**Task goal**
Retype, word for word, every line of the records below starting at the one that contains "One marker serves each instance of the kitten's mouth." and ending at the one that contains "One marker serves each instance of the dog's front"; include both of those lines and nothing more.

**Source information**
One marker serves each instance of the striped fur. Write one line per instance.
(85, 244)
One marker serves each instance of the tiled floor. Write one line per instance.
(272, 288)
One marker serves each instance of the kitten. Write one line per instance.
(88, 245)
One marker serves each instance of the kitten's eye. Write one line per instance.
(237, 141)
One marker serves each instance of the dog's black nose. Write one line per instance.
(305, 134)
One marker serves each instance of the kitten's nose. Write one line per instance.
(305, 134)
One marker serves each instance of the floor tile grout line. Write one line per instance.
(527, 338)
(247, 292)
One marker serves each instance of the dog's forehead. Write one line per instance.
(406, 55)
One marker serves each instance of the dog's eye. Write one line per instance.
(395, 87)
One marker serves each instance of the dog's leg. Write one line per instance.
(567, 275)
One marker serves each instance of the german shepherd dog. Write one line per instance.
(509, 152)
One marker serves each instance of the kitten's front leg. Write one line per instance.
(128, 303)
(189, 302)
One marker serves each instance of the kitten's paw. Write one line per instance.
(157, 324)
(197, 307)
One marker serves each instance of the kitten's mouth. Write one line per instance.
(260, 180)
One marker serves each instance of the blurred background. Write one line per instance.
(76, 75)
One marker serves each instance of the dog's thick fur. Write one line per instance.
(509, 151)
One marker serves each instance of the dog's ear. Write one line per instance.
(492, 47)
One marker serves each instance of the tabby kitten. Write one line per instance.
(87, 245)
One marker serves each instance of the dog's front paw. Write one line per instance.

---

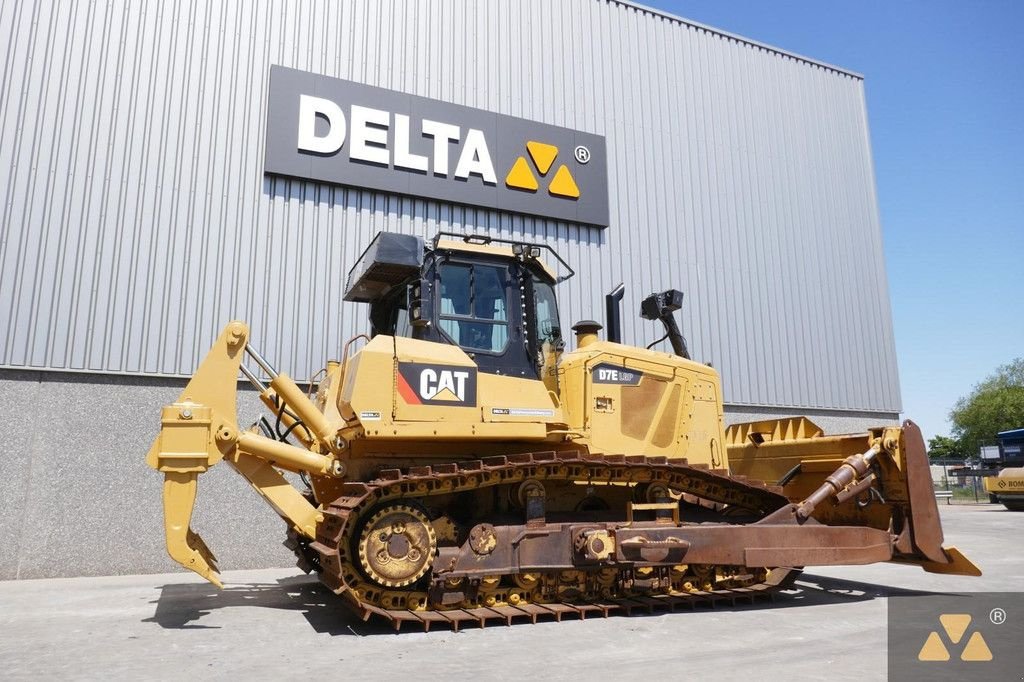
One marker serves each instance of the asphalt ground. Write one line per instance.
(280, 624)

* * *

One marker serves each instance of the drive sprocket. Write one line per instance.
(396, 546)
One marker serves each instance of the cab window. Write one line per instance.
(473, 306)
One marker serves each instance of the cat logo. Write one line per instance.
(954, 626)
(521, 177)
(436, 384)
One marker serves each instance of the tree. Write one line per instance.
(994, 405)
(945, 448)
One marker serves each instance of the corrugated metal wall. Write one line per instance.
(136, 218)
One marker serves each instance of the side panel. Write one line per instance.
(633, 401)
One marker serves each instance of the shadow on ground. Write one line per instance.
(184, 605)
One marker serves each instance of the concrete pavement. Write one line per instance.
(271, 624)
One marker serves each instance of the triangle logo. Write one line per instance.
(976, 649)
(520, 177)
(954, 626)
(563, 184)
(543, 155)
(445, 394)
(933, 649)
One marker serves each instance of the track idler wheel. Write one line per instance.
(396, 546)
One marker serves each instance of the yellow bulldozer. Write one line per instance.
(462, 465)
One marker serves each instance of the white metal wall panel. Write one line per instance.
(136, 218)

**Exercise response**
One marker serves each instance of the kitten's mouth. Write one line per instance.
(260, 180)
One marker serves each instance of the blurred background. Write one line per instance.
(76, 75)
One marker serves each instance of the dog's thick fur. Write one line per instance.
(509, 151)
One marker serves each instance of the dog's ear. Write one line per instance.
(492, 47)
One marker serves each instance of the tabby kitten. Write one line per instance.
(87, 245)
One marker serves each instance of the dog's front paw. Write one line per instance.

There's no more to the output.